● **Work instruction**:
Only the records, repeated exactly, should make up the response.
((
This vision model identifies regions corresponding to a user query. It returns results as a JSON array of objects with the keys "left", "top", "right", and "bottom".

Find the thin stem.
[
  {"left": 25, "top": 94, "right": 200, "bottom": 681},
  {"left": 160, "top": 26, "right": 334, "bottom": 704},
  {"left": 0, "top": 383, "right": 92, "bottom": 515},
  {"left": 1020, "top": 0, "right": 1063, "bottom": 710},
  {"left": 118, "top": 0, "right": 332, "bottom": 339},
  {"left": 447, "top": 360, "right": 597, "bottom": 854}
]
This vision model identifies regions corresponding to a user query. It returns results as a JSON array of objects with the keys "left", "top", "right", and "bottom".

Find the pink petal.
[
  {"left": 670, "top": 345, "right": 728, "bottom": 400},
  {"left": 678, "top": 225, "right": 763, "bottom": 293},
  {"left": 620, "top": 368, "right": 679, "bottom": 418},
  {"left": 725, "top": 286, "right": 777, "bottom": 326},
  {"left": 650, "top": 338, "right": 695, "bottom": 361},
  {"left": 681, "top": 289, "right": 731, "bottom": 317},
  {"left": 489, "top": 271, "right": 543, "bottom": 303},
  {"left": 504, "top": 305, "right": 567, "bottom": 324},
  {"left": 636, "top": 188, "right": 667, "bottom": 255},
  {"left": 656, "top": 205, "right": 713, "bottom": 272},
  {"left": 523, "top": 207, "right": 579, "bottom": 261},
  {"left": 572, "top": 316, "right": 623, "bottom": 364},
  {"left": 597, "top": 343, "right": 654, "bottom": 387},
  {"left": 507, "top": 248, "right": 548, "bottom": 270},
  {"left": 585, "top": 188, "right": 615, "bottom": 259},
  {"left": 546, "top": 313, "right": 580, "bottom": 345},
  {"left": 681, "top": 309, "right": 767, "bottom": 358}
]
))
● **Exercise answer**:
This vision model identifies regions corresponding to a user query. It returns results as a JSON array of objects with the keys "left", "top", "right", and "bottom".

Find the thin stem.
[
  {"left": 25, "top": 94, "right": 200, "bottom": 681},
  {"left": 160, "top": 26, "right": 334, "bottom": 704},
  {"left": 0, "top": 383, "right": 92, "bottom": 515},
  {"left": 1020, "top": 0, "right": 1063, "bottom": 710},
  {"left": 118, "top": 0, "right": 332, "bottom": 339},
  {"left": 447, "top": 360, "right": 597, "bottom": 854}
]
This vision model identifies regions corresponding to a user query. It returns results as a JSON array of objects with the keys "left", "top", "right", and "bottom".

Find the pink petal.
[
  {"left": 670, "top": 345, "right": 728, "bottom": 400},
  {"left": 678, "top": 225, "right": 763, "bottom": 293},
  {"left": 620, "top": 368, "right": 679, "bottom": 418},
  {"left": 725, "top": 286, "right": 777, "bottom": 326},
  {"left": 650, "top": 338, "right": 695, "bottom": 361},
  {"left": 681, "top": 289, "right": 731, "bottom": 317},
  {"left": 489, "top": 271, "right": 543, "bottom": 303},
  {"left": 504, "top": 305, "right": 567, "bottom": 324},
  {"left": 636, "top": 188, "right": 667, "bottom": 255},
  {"left": 656, "top": 205, "right": 713, "bottom": 272},
  {"left": 523, "top": 207, "right": 579, "bottom": 261},
  {"left": 572, "top": 316, "right": 623, "bottom": 364},
  {"left": 597, "top": 343, "right": 654, "bottom": 387},
  {"left": 507, "top": 248, "right": 548, "bottom": 270},
  {"left": 585, "top": 188, "right": 615, "bottom": 259},
  {"left": 546, "top": 313, "right": 580, "bottom": 345},
  {"left": 681, "top": 309, "right": 767, "bottom": 358}
]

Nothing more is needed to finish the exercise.